MATERIAL TO PROCESS >>
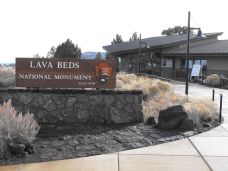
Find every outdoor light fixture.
[138,34,150,73]
[185,11,205,96]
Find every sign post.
[16,58,116,89]
[191,64,202,81]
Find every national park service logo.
[96,62,113,84]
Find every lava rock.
[158,105,187,129]
[24,142,35,154]
[7,143,26,156]
[146,116,156,125]
[180,119,195,131]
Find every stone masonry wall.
[0,89,143,124]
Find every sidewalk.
[0,84,228,171]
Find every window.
[181,59,193,69]
[161,58,173,68]
[181,59,207,69]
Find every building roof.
[162,40,228,55]
[103,32,222,53]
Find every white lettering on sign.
[54,75,92,80]
[19,74,51,80]
[30,61,53,68]
[57,62,79,69]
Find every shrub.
[117,74,219,125]
[205,74,220,87]
[0,100,40,157]
[143,92,187,120]
[116,73,172,96]
[0,67,15,87]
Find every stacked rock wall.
[0,89,143,124]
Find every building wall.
[207,56,228,71]
[175,56,228,76]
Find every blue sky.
[0,0,228,63]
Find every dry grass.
[116,74,172,96]
[205,74,220,87]
[143,92,187,120]
[0,100,40,157]
[0,66,15,87]
[117,74,218,125]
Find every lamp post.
[185,11,204,96]
[138,33,149,73]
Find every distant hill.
[82,52,106,59]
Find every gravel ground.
[0,120,218,165]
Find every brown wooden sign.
[16,58,116,89]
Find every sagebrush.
[204,74,220,87]
[0,66,15,87]
[0,100,40,155]
[117,74,218,125]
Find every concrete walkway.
[0,84,228,171]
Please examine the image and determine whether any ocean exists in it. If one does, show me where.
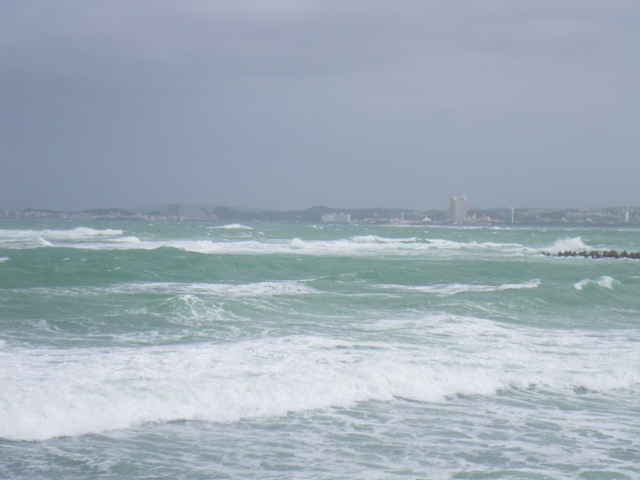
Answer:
[0,219,640,480]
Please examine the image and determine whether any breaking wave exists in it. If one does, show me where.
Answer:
[573,275,620,290]
[381,279,540,296]
[0,322,640,440]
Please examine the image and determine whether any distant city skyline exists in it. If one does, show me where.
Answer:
[0,0,640,210]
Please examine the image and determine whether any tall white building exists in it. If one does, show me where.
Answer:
[449,196,469,223]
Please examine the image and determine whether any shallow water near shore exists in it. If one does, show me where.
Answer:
[0,220,640,479]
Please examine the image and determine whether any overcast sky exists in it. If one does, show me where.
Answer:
[0,0,640,210]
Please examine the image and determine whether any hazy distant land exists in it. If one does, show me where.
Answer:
[0,204,640,226]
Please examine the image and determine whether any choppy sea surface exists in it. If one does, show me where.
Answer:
[0,220,640,479]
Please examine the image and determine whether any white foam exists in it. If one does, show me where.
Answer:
[20,280,318,298]
[0,227,122,248]
[208,223,253,230]
[380,279,540,296]
[0,317,640,440]
[573,275,620,290]
[0,229,530,256]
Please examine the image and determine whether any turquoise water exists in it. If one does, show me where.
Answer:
[0,220,640,479]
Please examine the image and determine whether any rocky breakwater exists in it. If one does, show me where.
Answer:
[542,250,640,260]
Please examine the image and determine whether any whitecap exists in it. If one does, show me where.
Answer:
[380,279,540,296]
[573,275,620,290]
[208,223,253,230]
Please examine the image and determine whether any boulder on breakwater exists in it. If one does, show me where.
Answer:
[542,250,640,260]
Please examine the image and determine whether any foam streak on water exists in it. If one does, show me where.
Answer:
[0,221,640,479]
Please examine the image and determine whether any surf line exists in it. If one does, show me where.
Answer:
[542,250,640,260]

THE TASK >> Copy every one of the records above word for word, leaving out the pictures.

COMPLETE RESPONSE >>
Find every outdoor light fixture.
[138,34,150,73]
[185,11,205,96]
Find every sign post.
[16,58,116,89]
[191,64,202,81]
Find every national park service logo.
[96,62,113,84]
Find every lava rock.
[158,105,187,129]
[24,142,35,154]
[7,143,26,156]
[146,116,156,125]
[180,119,195,131]
Find every stone masonry wall.
[0,89,143,124]
Find every sidewalk.
[0,84,228,171]
Find every window.
[181,59,193,69]
[161,58,173,68]
[181,59,207,69]
Find every building roof.
[162,40,228,55]
[103,32,222,53]
Find every white lettering on sign.
[54,75,92,80]
[19,74,51,80]
[30,61,53,68]
[57,62,79,69]
Find every shrub.
[117,74,219,125]
[205,74,220,87]
[0,100,40,157]
[143,92,187,120]
[116,73,172,96]
[0,67,15,87]
Find every stacked rock wall.
[0,89,143,124]
Find every building wall.
[207,56,228,71]
[175,56,228,76]
Find every blue sky.
[0,0,228,63]
Find every dry grass.
[116,74,172,96]
[205,74,220,87]
[143,92,187,120]
[0,100,40,157]
[0,66,15,87]
[117,74,218,125]
Find every lamp post.
[185,11,204,96]
[138,33,149,73]
Find every distant hill.
[82,52,106,59]
Find every gravel ground.
[0,120,218,165]
Find every brown wooden sign.
[16,58,116,89]
Find every sagebrush.
[204,74,220,87]
[0,66,15,87]
[0,100,40,155]
[117,74,218,125]
Find every concrete walkway.
[0,84,228,171]
Please examine the image and determine whether any ocean exists in it. If one does, show me where.
Answer:
[0,219,640,480]
Please examine the image and determine whether any breaking wave exists in it. If one does, show me where.
Answer:
[573,275,620,290]
[381,279,540,296]
[0,322,640,440]
Please examine the image and determine whether any distant city skyline exists in it. If one does, show me where.
Answer:
[0,0,640,210]
Please examine the image and determine whether any tall white building exists in it. If one does, show me where.
Answer:
[449,196,469,223]
Please examine the image and determine whether any shallow water near shore exists in it. If one does, show me where.
Answer:
[0,220,640,479]
Please examine the image and determine whether any overcast sky exists in it. If one does, show me where.
Answer:
[0,0,640,210]
Please examine the image and determine whether any hazy distant land exists in it. If one does, show me where.
Answer:
[0,204,640,226]
Please examine the image and determine whether any choppy sea surface exists in it. If one does, show me where.
Answer:
[0,220,640,479]
Please examine the image and determine whether any white foam exists in it. If one does, show me where.
Answer:
[20,280,318,298]
[0,227,122,248]
[208,223,253,230]
[380,279,540,296]
[0,317,640,440]
[573,275,620,290]
[0,229,530,256]
Please examine the image and determine whether any turquoise water exists in it. If one does, show me where.
Answer:
[0,220,640,479]
Please examine the image and determine whether any rocky breakwater exists in it. If one does, show me where.
Answer:
[542,250,640,260]
Please examine the image and determine whether any whitecap exists in it. If one does, show me where.
Answer:
[380,279,540,296]
[573,275,620,290]
[208,223,253,230]
Please examine the image and determine whether any boulder on breakwater exists in it. If one does, show me where.
Answer:
[542,250,640,260]
Please examine the image and determine whether any foam streak on water exists in it. If one does, show me where.
Answer:
[0,221,640,479]
Please examine the image and determine whether any surf line exists in it. If one does, show me where.
Answer:
[542,250,640,260]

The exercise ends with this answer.